# [WHAT TO DO]
What follows is a listing. Return every line of it exactly.

# [DATA SHOWN]
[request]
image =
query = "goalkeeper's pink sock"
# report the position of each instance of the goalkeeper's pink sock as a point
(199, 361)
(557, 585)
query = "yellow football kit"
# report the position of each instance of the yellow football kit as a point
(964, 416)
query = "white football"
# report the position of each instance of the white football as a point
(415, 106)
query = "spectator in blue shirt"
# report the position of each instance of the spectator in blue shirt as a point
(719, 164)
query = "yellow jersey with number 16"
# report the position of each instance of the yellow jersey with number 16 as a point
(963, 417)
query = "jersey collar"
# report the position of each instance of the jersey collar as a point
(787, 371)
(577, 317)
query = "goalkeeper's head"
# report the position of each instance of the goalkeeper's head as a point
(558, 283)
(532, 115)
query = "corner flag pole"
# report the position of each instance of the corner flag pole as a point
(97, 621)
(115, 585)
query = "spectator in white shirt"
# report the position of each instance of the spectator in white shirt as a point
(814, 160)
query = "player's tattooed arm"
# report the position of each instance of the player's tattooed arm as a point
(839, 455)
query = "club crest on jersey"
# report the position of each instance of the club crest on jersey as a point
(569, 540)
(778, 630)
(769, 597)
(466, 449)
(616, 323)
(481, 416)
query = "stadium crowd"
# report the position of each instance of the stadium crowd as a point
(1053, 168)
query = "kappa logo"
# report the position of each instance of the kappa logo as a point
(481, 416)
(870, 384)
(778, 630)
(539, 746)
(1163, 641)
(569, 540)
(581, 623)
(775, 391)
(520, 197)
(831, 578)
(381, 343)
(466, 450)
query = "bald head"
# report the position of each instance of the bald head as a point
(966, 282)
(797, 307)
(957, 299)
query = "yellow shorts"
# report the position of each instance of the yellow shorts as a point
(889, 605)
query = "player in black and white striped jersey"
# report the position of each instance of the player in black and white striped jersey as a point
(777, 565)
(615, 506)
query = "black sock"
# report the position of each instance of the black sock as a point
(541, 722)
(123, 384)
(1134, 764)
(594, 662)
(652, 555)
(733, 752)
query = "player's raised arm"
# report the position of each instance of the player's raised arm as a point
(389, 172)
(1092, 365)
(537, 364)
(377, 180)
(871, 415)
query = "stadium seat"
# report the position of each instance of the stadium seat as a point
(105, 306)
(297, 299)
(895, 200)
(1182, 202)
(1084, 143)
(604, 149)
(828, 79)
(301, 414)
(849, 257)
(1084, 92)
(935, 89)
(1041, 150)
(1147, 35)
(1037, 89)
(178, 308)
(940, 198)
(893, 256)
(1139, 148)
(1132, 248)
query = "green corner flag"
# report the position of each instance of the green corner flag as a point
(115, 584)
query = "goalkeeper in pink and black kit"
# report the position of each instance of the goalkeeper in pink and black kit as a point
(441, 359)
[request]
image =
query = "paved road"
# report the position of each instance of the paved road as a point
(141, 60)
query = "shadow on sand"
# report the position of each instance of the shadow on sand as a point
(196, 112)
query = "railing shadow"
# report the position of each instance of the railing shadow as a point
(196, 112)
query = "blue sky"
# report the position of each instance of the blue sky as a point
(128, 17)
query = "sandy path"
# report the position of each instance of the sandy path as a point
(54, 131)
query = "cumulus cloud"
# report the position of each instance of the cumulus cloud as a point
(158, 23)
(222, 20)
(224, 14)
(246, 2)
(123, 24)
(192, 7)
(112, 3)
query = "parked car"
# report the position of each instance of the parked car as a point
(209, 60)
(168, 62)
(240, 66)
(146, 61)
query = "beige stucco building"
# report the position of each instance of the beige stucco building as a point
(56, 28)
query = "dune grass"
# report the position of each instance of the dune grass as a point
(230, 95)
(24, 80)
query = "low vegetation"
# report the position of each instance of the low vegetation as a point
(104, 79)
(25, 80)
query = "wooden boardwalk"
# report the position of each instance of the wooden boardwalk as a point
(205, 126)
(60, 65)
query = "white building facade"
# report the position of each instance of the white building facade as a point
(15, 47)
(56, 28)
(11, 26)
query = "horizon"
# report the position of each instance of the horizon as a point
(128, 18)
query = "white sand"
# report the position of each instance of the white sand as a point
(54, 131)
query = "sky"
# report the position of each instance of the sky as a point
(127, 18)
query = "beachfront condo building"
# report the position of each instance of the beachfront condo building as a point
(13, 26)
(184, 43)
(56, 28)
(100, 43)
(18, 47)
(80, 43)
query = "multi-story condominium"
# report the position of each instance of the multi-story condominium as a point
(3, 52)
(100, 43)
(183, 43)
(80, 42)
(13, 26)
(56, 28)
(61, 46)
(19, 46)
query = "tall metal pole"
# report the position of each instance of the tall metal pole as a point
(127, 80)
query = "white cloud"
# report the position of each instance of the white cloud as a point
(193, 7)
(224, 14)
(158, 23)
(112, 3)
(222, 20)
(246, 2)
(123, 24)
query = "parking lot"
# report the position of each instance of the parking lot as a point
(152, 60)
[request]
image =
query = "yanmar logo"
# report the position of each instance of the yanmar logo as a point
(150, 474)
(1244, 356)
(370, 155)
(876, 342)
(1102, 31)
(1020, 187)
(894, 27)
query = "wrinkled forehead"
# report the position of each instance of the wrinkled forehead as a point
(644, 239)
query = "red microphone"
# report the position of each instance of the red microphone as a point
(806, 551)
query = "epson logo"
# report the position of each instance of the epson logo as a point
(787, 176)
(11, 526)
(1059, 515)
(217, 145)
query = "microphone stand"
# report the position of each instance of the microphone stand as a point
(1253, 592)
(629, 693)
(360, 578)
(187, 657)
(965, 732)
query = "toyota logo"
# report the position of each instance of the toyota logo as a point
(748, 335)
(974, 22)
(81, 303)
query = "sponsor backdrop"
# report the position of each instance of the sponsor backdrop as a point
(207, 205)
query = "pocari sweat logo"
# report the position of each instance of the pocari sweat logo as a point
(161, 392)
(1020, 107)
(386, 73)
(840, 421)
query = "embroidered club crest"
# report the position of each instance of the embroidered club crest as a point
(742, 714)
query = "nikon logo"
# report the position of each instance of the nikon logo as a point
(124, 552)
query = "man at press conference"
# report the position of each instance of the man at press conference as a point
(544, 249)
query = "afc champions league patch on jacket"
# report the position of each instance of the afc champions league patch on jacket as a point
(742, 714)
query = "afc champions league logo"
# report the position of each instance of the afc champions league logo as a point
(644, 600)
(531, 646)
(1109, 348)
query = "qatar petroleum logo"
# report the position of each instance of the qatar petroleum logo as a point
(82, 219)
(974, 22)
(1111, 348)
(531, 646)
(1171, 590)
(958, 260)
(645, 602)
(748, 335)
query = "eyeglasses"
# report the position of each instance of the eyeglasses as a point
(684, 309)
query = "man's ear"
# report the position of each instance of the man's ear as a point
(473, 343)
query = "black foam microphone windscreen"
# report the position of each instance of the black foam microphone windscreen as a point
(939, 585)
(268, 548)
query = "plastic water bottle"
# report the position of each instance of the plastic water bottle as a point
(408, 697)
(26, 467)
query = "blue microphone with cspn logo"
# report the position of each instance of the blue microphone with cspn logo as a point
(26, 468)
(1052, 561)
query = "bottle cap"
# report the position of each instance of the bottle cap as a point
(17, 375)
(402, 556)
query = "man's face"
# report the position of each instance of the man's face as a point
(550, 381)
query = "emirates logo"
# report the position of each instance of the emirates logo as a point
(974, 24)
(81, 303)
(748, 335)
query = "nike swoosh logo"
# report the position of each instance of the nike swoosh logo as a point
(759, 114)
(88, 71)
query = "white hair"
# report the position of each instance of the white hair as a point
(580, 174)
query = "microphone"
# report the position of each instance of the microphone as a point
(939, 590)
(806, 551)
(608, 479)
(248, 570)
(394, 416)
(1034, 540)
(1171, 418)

# [THE REPLY]
[request]
image =
query = "goalkeeper's pink sock"
# report the position of each instance of the goalkeeper's pink sock as a point
(199, 361)
(557, 585)
query = "yellow football kit"
# report the position of each instance of the yellow football kit as a point
(964, 416)
query = "white football"
# report the position of each instance of the white football as a point
(415, 106)
query = "spectator in blue shirt"
# report the position of each instance of the spectator in blue shirt as a point
(719, 164)
query = "yellow jersey with number 16"
# report the position of each instance of the yellow jersey with number 16 as a point
(963, 417)
query = "jersey collar"
# report the position of each instance of the jersey collar as a point
(787, 371)
(577, 317)
query = "goalkeeper's head"
# report the position of each instance of the goalkeeper's head as a point
(558, 283)
(532, 115)
query = "corner flag pole"
# report the position of each instance of the corner flag pole as a point
(97, 621)
(115, 585)
query = "spectator in white shirt"
# report the position of each instance of the spectator in white shirt as a point
(814, 160)
query = "player's tattooed arm"
# report the position of each instance of the player's tattooed arm as a point
(839, 455)
query = "club crest on jersey"
# report the position of each instance of the club crest on jersey as a point
(569, 540)
(778, 630)
(769, 597)
(466, 449)
(616, 323)
(481, 416)
query = "stadium crowd"
# report the position of each instance of the stadium crowd as a point
(1053, 168)
query = "kappa logo"
# report the position of each instance of the kappa logo as a point
(481, 416)
(870, 384)
(778, 630)
(539, 746)
(1163, 641)
(569, 540)
(581, 623)
(775, 391)
(520, 197)
(831, 578)
(381, 343)
(466, 450)
query = "bald head"
# report the position of each instance of the bald head as a point
(966, 282)
(797, 307)
(957, 299)
query = "yellow shorts"
# report the position of each instance of the yellow shorts as a point
(889, 605)
query = "player in black and white striped jersey"
# report the position of each instance of the player in black and white striped jersey as a point
(777, 565)
(615, 506)
query = "black sock"
# report the position of each instance of the black sock as a point
(541, 722)
(123, 384)
(1134, 764)
(594, 662)
(652, 555)
(733, 752)
query = "player's raised arm"
# report the position of each instance of the player's raised arm as a point
(389, 172)
(1092, 365)
(537, 364)
(377, 180)
(871, 415)
query = "stadium seat"
# report the position of each instance of the stadium seat as a point
(105, 306)
(297, 299)
(895, 200)
(1182, 202)
(1084, 143)
(604, 149)
(828, 79)
(301, 414)
(849, 257)
(1084, 92)
(935, 89)
(1041, 150)
(1147, 35)
(1037, 89)
(178, 308)
(940, 198)
(893, 256)
(1139, 148)
(1132, 248)
query = "green corner flag"
# report the position of each instance of the green corner flag as a point
(115, 584)
query = "goalkeeper in pink and black kit"
# report the position of each instance of the goalkeeper in pink and black kit as a point
(441, 359)
[request]
image =
query = "paved road"
# report the position of each instance of the paved road as a point
(141, 60)
query = "shadow on sand"
# report the position of each instance of the shadow on sand as a point
(196, 112)
query = "railing shadow"
# report the position of each instance of the railing shadow as a point
(196, 112)
query = "blue sky"
# report the position of each instance of the blue sky as a point
(128, 17)
query = "sandy path"
# report the position of each instance of the sandy path as a point
(54, 131)
query = "cumulus cloud"
# report the position of each instance of the cumulus cloud as a point
(158, 23)
(222, 20)
(224, 14)
(246, 2)
(123, 24)
(192, 7)
(112, 3)
query = "parked car"
# report the position of each instance of the parked car as a point
(209, 60)
(168, 62)
(240, 66)
(146, 61)
query = "beige stucco building"
# report the position of each instance of the beige stucco building as a point
(56, 28)
query = "dune grass"
# report the position of each instance of the dune grass as a point
(230, 95)
(24, 80)
query = "low vegetation"
# report the position of each instance of the low vegetation as a point
(104, 79)
(25, 80)
query = "wooden boardwalk"
# report the position of each instance of the wooden boardwalk as a point
(205, 126)
(60, 65)
query = "white building facade"
# report the position of each instance of the white building facade as a point
(15, 47)
(56, 28)
(11, 26)
query = "horizon"
# report the position of each instance of the horizon as a point
(128, 18)
query = "white sand"
# report the position of each instance of the white sand as a point
(54, 131)
query = "sky"
# report the position of each instance of the sky as a point
(127, 18)
query = "beachfront condo building"
# report the position of each instance of the beachfront condo building as a point
(13, 26)
(184, 43)
(56, 28)
(100, 43)
(18, 47)
(80, 43)
query = "multi-story condominium"
# report the position of each instance of the multi-story condominium as a point
(3, 52)
(100, 43)
(183, 43)
(80, 42)
(13, 26)
(56, 28)
(61, 46)
(19, 46)
query = "tall metal pole"
# report the position of each instance of the tall metal pole as a point
(127, 80)
query = "white cloud"
# report the position of each instance of the white cloud as a point
(193, 7)
(224, 14)
(158, 23)
(112, 3)
(222, 20)
(246, 2)
(123, 24)
query = "parking lot"
# report the position of each instance of the parking lot as a point
(152, 60)
[request]
image =
query = "yanmar logo"
# report the position of each instance of the yanmar logo as a point
(150, 474)
(1244, 356)
(370, 155)
(876, 342)
(1102, 31)
(1020, 187)
(894, 27)
query = "wrinkled forehead"
# report the position of each instance of the wrinkled forehead as a point
(644, 239)
query = "red microphone"
# report the position of each instance of the red microphone as a point
(806, 551)
query = "epson logo"
# report the position of each instance of the epson logo as a point
(787, 176)
(11, 526)
(1059, 515)
(217, 145)
query = "microphone stand"
# report the position of each instance of the microphone stand as a point
(1253, 592)
(629, 693)
(360, 578)
(187, 657)
(965, 732)
query = "toyota logo"
# report the position of each instance of the toyota logo as a point
(748, 335)
(974, 22)
(81, 303)
query = "sponsor backdrop"
# report the position of each instance of the sponsor backdrop as a point
(207, 205)
query = "pocari sweat logo"
# report the position of each instance of the pocari sweat logo as a point
(161, 392)
(1020, 107)
(386, 73)
(840, 421)
query = "embroidered club crest"
# report the position of each instance of the embroidered club crest as a point
(742, 714)
query = "nikon logo"
# report the position of each instance of the nikon logo as a point
(124, 552)
query = "man at press conference"
# report the position of each instance of the man at press conference as a point
(544, 249)
query = "afc champions league patch on jacket"
# report the position of each instance of the afc champions league patch on jacket as a point
(742, 714)
query = "afc champions league logo"
# report the position of each instance of the afc champions league logo as a point
(644, 600)
(531, 646)
(1109, 348)
query = "qatar petroleum logo"
# report the position of each instance of the qatar petroleum logo as a point
(82, 219)
(974, 22)
(1111, 348)
(531, 646)
(1171, 590)
(958, 260)
(645, 602)
(748, 335)
query = "eyeglasses"
# report the position of each instance of the eyeglasses as a point
(684, 309)
query = "man's ear"
# report the position of each instance of the man's ear as a point
(473, 343)
query = "black foam microphone windscreen"
# report the position of each instance of the black foam microphone windscreen as a point
(939, 585)
(268, 548)
query = "plastic water bottle"
# report the position of each instance of the plastic water bottle as a point
(408, 697)
(26, 467)
query = "blue microphone with cspn logo"
# report the position of each instance of the blue microphone with cspn logo as a point
(26, 468)
(1052, 561)
query = "bottle cap"
# report the position of each instance of the bottle cap as a point
(17, 375)
(402, 556)
query = "man's face"
# report the position of each instance of the man's face as a point
(550, 381)
query = "emirates logo"
# report the position of each instance of the emirates logo as a point
(974, 24)
(81, 303)
(748, 335)
query = "nike swoosh logo"
# report the position of each instance of the nike swoosh logo as a point
(759, 114)
(88, 71)
query = "white hair"
# report the position of each instance of the white hair as a point
(580, 174)
query = "microphone"
# report the position of each instance of the microphone as a point
(939, 590)
(806, 551)
(608, 479)
(248, 570)
(394, 416)
(1034, 540)
(1171, 418)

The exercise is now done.